* _ABOUT THIS EXERCISE_:
The response must consist of the records below, copied exactly.
-------------------------
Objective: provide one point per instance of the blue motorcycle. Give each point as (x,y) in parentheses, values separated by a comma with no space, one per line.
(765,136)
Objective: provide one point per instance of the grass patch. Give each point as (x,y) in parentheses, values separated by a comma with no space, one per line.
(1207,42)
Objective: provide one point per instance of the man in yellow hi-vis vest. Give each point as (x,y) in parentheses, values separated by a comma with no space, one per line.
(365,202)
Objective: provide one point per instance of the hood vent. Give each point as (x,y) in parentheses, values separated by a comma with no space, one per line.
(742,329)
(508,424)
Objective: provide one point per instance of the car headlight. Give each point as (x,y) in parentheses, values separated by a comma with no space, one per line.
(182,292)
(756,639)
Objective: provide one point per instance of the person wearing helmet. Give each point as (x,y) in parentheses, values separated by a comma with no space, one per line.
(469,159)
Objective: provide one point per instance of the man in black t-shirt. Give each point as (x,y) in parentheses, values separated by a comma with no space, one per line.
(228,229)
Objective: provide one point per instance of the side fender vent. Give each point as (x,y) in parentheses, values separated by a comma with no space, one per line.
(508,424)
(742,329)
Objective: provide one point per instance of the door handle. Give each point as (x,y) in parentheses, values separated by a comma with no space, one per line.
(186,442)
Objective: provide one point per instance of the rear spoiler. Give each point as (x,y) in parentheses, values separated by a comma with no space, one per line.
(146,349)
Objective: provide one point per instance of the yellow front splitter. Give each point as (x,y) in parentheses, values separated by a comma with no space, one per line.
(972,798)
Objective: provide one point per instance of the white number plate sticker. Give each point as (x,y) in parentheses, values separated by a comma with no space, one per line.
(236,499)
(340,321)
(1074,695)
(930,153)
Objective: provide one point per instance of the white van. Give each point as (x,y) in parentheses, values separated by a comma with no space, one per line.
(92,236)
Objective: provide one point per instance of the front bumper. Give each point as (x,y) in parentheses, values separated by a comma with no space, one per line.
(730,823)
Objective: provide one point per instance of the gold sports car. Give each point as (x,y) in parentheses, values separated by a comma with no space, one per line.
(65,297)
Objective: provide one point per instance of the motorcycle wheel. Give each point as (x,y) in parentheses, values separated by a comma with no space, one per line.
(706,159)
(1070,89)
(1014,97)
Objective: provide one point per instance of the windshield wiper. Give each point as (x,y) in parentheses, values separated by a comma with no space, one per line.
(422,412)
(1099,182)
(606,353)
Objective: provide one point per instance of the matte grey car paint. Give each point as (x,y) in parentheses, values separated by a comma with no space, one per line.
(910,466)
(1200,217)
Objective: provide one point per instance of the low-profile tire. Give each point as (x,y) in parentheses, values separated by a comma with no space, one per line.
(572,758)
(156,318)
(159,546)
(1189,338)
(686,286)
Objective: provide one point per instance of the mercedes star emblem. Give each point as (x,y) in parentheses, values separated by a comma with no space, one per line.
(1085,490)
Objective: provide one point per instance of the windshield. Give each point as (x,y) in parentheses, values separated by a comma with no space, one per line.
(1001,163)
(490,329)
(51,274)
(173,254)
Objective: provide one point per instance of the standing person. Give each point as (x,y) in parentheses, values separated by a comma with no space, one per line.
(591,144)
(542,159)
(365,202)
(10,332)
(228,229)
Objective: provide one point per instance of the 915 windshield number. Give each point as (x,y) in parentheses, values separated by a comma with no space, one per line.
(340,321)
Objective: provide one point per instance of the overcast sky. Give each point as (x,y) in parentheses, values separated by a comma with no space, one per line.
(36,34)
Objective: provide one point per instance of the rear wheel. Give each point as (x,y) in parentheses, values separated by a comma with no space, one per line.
-------------------------
* _RESPONSE_:
Objective: provide one point per instance of the blue motorcycle. Give each point as (x,y) in parentheses, values separated by a comma with no space, one per line.
(765,136)
Objective: provide one point per instance of the grass patch. Give each point as (x,y) in parentheses, values separated by a comma with no space, one per line.
(1207,42)
Objective: provide one point per instance of the man in yellow hi-vis vest. Give each point as (x,y) in parentheses, values separated by a comma with no space, one per line.
(365,202)
Objective: provide one point per instance of the hood vent. Give each point as (x,y) in parentheses, values separated by a comma with no space, one per line.
(742,329)
(508,424)
Objective: provide one point per instance of the car headlight. Give each point as (x,y) in parentheses, values separated by a comma with no space, one per line.
(182,292)
(756,639)
Objective: provide one point per instance of the person wearing helmet. Give each point as (x,y) in parentheses, values separated by a comma with no space, one per line.
(469,159)
Objective: provide one point per instance of the man in black t-shirt. Give each point as (x,y) in parentheses, values separated by a comma with no space, one per line.
(228,229)
Objective: provide one point per instance of the side fender vent. Give each point as (x,y) in parentheses, values separated by a comma with no space, one per line.
(508,424)
(742,329)
Objective: provide one point per instance of the door handle. Give each point as (x,y) in parentheses, values separated by a comma with no space, one per line.
(186,442)
Objective: provide one point per instance of the rear spoiler. Give each point as (x,y) in parentheses, values separated by a comma with no space, one per line.
(146,349)
Objective: provide one point per instance of the yellow front splitter. Give each point as (x,y) in parentheses, values separated by a comma with no space, one per line.
(972,798)
Objective: provide one point per instance of the white number plate sticker. Give each point as (x,y) in parentheses, values separated by a comma with no space, one per line.
(236,499)
(340,321)
(1074,695)
(930,153)
Objective: provide one point per instance of the white van. Give each point as (x,y) in parentheses, values separated by a comma with no space, one per line.
(92,236)
Objective: provide one point per instance of the front bumper. Give each point as (x,y) in parentheses, values separated by a comma with no space, one per line.
(730,823)
Objective: provide one point per instance of the gold sports car. Give each point as (x,y) in parentheses, values separated by a comma with no space, one per line.
(65,297)
Objective: provide one point per instance of the motorcycle wheel. Give each point as (x,y) in parentheses, values separated by a comma with no space, one per line.
(706,159)
(1070,89)
(1014,97)
Objective: provide one point per instance of the windshield wiper. Give each point as (x,y) in parentheses, values separated by a comma with no space, one per line.
(422,412)
(1099,182)
(606,353)
Objective: provide one point per instance of the matte grey car paint. Give each point as (x,y) in parentheses, values separated by a comma with no space, one per line.
(910,466)
(1200,217)
Objective: provide one point per instance of the low-profile tire. Give each point as (x,y) in parentheses, values separated by a comma with no space, one per line.
(572,758)
(156,318)
(159,546)
(1189,338)
(686,286)
Objective: provide one point per instance of the mercedes star emblem. Give each point as (x,y) in parentheses, values separated by a comma with no space, one per line.
(1085,490)
Objective: provide one point per instance of the windshield. Give each point as (x,y) in parentheses, values separated by a comma with no space, one per line.
(1001,163)
(490,329)
(51,274)
(173,254)
Objective: provide one point per instance of the standing person. Give each point as (x,y) in parentheses, values separated by a comma with no space, one per line.
(591,144)
(542,159)
(365,202)
(10,332)
(228,229)
Objective: provide one point per instance of the 915 windshield number. Give each point as (x,y) in parentheses, values separated by a comma with no space, one per line.
(340,321)
Objective: provide one point per instance of the overcast sky. Give each point as (x,y) in parentheses, values separated by a comma with no space, one per line.
(36,34)
Objective: provide one point per instance of the rear wheel. Give each point as (x,y) in parentheses, values separated by a comma with no space, one per line.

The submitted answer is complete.